■ **Exercise 1**: List every country that the Hartz Plan passage names.
■ **Exercise 2**: In the Hartz Plan passage, how many local employment offices does the government have?
■ **Exercise 3**: Extend the Hartz Plan passage, starting after its final sentence.

■ **Provided passage**:
━━━━━━━━━━
When it released its report in September, an independent commission appointed by the government and led by Volkswagen executive Peter Hartz borrowed generously from temporary work success stories in the United Kingdom and Holland, where temp jobs have helped reduce unemployment rolls. A key provision of the Hartz Plan called on the government to effectively turn its 181 local employment offices into temp agencies.

But in a country where the idea of a legally protected lifetime job is practically hardwired into the social code, temporary work has long been viewed as anathema. Temporary workers make up less than 1 percent of the workforce here compared to 3.7 and 4.5 percent in the U.K. and Holland respectively. With close to four million unemployed, the government believes temporary jobs may be the best solution for the long-term jobless.

Nonetheless, the concept still has its share of critics, and their voices threatened to overshadow a debate on the Hartz legislation in parliament on Thursday. Though the bill does call for a loosening of Germany's strict labor laws in order to better accommodate temporary work, critics say it adds fresh barriers.
━━━━━━━━━━
■ **Available data**:
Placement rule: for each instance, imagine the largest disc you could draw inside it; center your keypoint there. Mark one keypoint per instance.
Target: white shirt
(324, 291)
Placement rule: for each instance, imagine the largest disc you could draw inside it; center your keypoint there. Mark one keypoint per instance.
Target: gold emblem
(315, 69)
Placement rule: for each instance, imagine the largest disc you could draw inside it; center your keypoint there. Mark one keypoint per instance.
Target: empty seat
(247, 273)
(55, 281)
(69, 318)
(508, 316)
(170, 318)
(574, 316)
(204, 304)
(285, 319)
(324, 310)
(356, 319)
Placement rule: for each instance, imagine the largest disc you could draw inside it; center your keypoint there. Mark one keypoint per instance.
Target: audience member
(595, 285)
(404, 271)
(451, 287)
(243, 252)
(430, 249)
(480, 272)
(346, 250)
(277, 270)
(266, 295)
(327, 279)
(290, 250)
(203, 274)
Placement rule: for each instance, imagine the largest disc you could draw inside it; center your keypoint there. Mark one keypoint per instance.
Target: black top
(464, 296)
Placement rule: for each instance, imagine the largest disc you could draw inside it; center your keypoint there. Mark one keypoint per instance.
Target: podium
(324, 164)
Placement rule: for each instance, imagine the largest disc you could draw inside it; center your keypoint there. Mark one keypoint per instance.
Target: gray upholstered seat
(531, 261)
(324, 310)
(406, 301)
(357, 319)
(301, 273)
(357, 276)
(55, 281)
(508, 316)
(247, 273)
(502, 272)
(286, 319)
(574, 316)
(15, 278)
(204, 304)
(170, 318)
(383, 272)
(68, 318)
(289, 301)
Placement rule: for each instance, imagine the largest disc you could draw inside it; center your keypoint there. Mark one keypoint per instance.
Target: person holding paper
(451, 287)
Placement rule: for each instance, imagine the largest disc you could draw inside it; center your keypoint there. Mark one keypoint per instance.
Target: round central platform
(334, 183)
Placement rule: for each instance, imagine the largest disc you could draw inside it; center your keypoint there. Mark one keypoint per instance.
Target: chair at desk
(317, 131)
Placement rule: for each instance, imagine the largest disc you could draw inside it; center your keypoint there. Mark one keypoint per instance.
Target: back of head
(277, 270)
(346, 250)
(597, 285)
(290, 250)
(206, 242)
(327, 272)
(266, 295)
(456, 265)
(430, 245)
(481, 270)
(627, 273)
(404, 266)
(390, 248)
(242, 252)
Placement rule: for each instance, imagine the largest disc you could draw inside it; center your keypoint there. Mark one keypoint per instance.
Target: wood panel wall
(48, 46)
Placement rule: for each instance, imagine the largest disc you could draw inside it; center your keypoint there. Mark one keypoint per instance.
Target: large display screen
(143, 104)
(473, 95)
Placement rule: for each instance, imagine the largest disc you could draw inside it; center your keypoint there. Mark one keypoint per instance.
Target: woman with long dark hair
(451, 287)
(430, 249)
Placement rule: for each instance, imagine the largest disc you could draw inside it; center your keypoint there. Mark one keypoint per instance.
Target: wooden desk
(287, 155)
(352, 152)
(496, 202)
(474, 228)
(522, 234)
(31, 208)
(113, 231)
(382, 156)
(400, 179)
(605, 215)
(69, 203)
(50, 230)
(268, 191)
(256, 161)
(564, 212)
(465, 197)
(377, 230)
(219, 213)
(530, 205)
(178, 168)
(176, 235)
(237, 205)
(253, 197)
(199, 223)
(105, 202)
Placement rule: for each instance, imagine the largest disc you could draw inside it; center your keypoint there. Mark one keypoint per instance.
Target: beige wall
━━━━━━━━━━
■ **Expected output 1**: United Kingdom (U.K.), Holland, Germany

■ **Expected output 2**: 181

■ **Expected output 3**:
"Thousands of jobs will be threatened"

Currently, temporary work contracts are limited to two years under German labor law. A company is prohibited from extending a second contract to the same worker without offering them a legally protected permanent position. The new law would lift both of those restrictions, allowing companies to create a more flexible workforce.

But critics say the bill lacks the teeth of temporary work programs in Holland and Britain -- where labor costs for temps can be as much as 30 percent less than those of full-time employees -- because it would require temp workers to be paid wages equal to those of staff employees. The only exception is for the longterm unemployed, whom companies could pay lower wages for the first six weeks of their employment.

Dieter Hundt, the head of the German Employer's Association, said he feared the Hartz legislation will further exacerbate the country's high unemployment. "If additional barriers to employment are established, tens of thousands of jobs will be threatened," he said on Thursday. "It just shows one more time the government's unwillingness to recognize the explosiveness of the situation."

"The unions have prevailed"

Members of parliament from the opposition Christian Democratic Union have also taken aim at the legislation. According to the party's spokesman on labor issues, Karl-Josef Laumann, the Christian Democrats are planning to introduce their own version of the bill next week, which would only require employers to give temp workers equivalent pay after 12 months on the same job. Without that change, Laumann said he doubted the government's plan for temporary work would have the desired effect.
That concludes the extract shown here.